**Document section**
------------------------------------------------------------
While still in a somewhat nascent stages of development, these technologies have various implications on the telecom industry. One of the use cases would be to network performance improvement. One can, theoretically, use Generative AI to create simulated network traffic, which can help network operators optimize their networks for improved performance. This can help network operators identify and address performance issues before they impact the end-user experience.
Another potential application is in the creation of new services and applications. Generative AI can be used to create entirely new content, such as personalized music playlists, custom videos, and even virtual-reality experiences. This content can be used to create new services that are tailored to the needs and preferences of individual users.
Generative AI can also be used in the area of customer experience. For example, some of its text applications will become advanced enough to replace the automated chat bots that exist today. These AI applications are more advanced in holding a conversation. If one trains them on the organization support data, tickets, documents, then one can use them to create more organization-specific support tools. The potential of then augmenting it with other data and insights on customers with the firms’ products and services is immense. It can drive more personalized interactions with customers, leading to not just better service but also better cross-selling and up-selling of other services.
However, it is early days, and I would be remiss if I do not warn you about the potential risks associated with Generative AI. The biggest concerns, at least with the publicly available versions of these AI tools, which are trained using data from the internet, is the potential for bias in the algorithms. If the data used to train the algorithms is biased, the content generated by Generative AI is usually biased.
------------------------------------------------------------
**Records for the exercise**
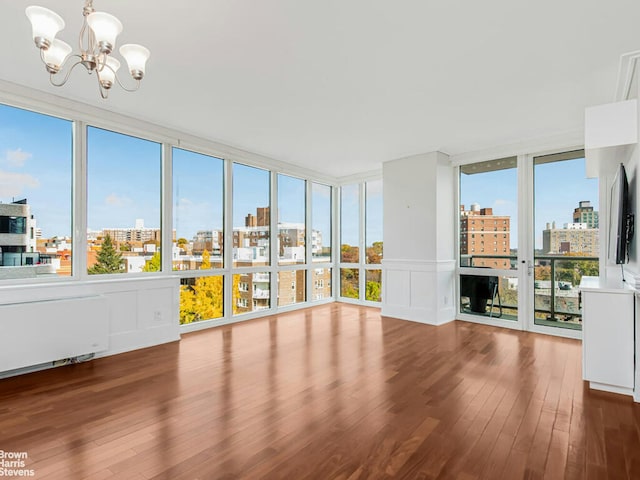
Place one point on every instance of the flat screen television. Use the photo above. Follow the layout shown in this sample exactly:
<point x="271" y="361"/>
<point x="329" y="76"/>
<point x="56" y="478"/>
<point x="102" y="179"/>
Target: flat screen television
<point x="621" y="221"/>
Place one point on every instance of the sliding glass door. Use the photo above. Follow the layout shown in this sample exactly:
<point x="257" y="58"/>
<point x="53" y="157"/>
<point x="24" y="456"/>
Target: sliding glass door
<point x="488" y="242"/>
<point x="528" y="232"/>
<point x="566" y="238"/>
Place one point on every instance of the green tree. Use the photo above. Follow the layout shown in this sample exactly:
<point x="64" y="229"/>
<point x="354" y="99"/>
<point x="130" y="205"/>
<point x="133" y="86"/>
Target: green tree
<point x="153" y="265"/>
<point x="374" y="253"/>
<point x="373" y="291"/>
<point x="349" y="283"/>
<point x="109" y="259"/>
<point x="203" y="300"/>
<point x="349" y="254"/>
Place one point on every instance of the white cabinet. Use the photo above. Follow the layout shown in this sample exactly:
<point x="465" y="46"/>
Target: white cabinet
<point x="608" y="341"/>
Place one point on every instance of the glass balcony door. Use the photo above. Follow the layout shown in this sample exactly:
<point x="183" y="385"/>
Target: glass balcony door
<point x="565" y="225"/>
<point x="489" y="277"/>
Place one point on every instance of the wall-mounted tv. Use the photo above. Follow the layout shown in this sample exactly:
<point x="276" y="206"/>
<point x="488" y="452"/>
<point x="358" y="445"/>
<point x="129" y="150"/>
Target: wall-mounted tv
<point x="621" y="219"/>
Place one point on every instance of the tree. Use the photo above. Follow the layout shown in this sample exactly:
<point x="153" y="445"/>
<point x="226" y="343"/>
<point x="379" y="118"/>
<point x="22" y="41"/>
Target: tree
<point x="204" y="299"/>
<point x="109" y="259"/>
<point x="349" y="283"/>
<point x="153" y="265"/>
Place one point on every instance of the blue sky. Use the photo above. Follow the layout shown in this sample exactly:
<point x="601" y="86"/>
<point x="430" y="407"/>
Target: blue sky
<point x="350" y="210"/>
<point x="558" y="187"/>
<point x="35" y="163"/>
<point x="124" y="180"/>
<point x="124" y="185"/>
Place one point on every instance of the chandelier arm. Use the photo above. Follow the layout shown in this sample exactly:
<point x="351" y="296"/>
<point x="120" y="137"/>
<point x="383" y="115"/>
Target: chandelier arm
<point x="104" y="93"/>
<point x="66" y="77"/>
<point x="100" y="66"/>
<point x="126" y="89"/>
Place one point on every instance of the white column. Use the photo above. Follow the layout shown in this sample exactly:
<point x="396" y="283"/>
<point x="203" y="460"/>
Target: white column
<point x="419" y="245"/>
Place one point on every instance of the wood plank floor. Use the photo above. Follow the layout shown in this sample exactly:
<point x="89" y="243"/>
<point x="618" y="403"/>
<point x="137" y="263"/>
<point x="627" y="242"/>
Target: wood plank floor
<point x="331" y="392"/>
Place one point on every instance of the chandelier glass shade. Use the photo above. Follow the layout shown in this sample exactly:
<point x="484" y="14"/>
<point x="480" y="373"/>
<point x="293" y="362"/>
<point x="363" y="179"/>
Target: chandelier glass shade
<point x="96" y="42"/>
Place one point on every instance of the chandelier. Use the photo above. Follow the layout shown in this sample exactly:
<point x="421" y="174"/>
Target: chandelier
<point x="96" y="42"/>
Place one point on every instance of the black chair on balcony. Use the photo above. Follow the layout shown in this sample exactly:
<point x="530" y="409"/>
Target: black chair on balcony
<point x="481" y="289"/>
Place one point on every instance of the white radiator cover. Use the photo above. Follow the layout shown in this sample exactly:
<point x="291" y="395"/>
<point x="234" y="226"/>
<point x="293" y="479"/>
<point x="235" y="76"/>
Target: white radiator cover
<point x="33" y="333"/>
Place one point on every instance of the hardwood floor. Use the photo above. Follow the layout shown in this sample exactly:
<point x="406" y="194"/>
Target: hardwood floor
<point x="331" y="392"/>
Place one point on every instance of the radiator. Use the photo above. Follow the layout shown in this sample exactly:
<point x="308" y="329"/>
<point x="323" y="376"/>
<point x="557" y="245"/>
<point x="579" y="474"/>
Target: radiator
<point x="34" y="333"/>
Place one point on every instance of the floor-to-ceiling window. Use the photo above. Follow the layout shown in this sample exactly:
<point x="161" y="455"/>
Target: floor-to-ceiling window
<point x="321" y="234"/>
<point x="361" y="243"/>
<point x="251" y="238"/>
<point x="567" y="240"/>
<point x="123" y="203"/>
<point x="36" y="166"/>
<point x="489" y="239"/>
<point x="528" y="232"/>
<point x="292" y="239"/>
<point x="198" y="243"/>
<point x="242" y="238"/>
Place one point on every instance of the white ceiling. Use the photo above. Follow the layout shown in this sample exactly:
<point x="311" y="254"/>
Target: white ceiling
<point x="340" y="86"/>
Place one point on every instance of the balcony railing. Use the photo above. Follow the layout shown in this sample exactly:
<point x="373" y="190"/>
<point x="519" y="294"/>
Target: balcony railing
<point x="259" y="293"/>
<point x="557" y="296"/>
<point x="556" y="281"/>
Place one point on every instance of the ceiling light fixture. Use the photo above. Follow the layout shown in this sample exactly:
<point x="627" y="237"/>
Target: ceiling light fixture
<point x="96" y="41"/>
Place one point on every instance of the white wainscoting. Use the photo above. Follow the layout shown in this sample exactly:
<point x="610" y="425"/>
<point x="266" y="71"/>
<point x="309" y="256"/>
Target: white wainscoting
<point x="48" y="322"/>
<point x="420" y="291"/>
<point x="39" y="332"/>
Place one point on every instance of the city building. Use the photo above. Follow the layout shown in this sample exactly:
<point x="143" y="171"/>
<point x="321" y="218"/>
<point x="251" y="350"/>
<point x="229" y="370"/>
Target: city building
<point x="138" y="234"/>
<point x="574" y="238"/>
<point x="582" y="237"/>
<point x="484" y="237"/>
<point x="18" y="235"/>
<point x="335" y="93"/>
<point x="585" y="213"/>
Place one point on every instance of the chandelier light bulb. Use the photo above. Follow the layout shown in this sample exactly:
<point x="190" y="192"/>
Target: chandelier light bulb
<point x="55" y="55"/>
<point x="106" y="28"/>
<point x="136" y="57"/>
<point x="45" y="24"/>
<point x="107" y="72"/>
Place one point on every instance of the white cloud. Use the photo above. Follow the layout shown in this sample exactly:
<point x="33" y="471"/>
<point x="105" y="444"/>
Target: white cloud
<point x="183" y="203"/>
<point x="115" y="200"/>
<point x="16" y="158"/>
<point x="12" y="184"/>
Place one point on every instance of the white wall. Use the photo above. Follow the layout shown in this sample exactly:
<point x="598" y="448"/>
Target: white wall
<point x="419" y="215"/>
<point x="140" y="312"/>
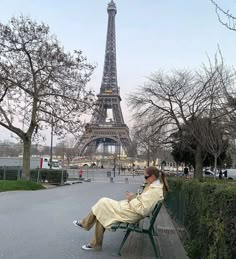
------------------------------------------------------------
**Exercises to complete**
**1.** Pull out every line of the records that contains the string "flat", treating uppercase and lowercase as distinct.
**2.** Resume the passage on generative AI in the telecom industry, picking up after its last sentence.

**Final results**
**1.**
Place one point on every instance of the flat screen television. Use the photo above. Follow the layout shown in this sample exactly:
Target: flat screen television

**2.**
This often leads to negative consequences, such as discrimination or exclusion. Then there is this possible misuse through creating fake content. Bad actors are already using fake content to manipulate public opinion or spread disinformation. As Generative AI becomes more advanced, it will become increasingly difficult to distinguish between real and fake content, with significant implications to society.
Overall, it is a new and fast-emerging space with new innovations coming at a rapid pace. Telecommunications services providers must watch the evolution of these technologies to carefully consider its implications, and develop strategies to capitalize on them.
Turing bots are the AI that write code. It is hard to fathom this, but it is indeed one of the rapidly evolving areas within the overall Generative AI space. Imagine AI going through the design documents, architecture diagrams, and generating the code to create software, which delivers on these specifications. We already have solutions, which are doing this. In fact, one of the healthcare firms in Australia used these tools to generate 92 percent of the 180,000 lines of code it needed to write for its applications. Current versions of these tools are at an early stage. Even at this low level of maturity, the only thing you need to do is to provide a natural language prompt and the AI generates a code according to the instruction. For example – you want to have a form with five input fields labeled in a certain manner. You just have to prompt the AI to create that for you. You can further improve their design, positioning, format, simply using natural language commands.
At Forrester, we believe that in 2023 alone 10 percent of the worldwide code will be touched by TuringBots in one way or the other. What are these ways? The most straightforward application of this is in writing code as I illustrated in the previous paragraph. Other more likely use cases are in developing text scripts to test a certain piece of code. Or simply to read the code and create documentation around it. Such developments have significant implications on developer productivity.
Edge intelligence. Edge computing is an area that many in the industry already understand. Basically, it is about having computing power available at the extremities of the connected internet. However, this term has come into vogue in recent times due to the rising compute and processing power in the devices at the edge. This distributed computing paradigm enables the processing of data closer to the source, rather than transmitting the data to a central data center. This can help reduce latency and improve the performance of the network.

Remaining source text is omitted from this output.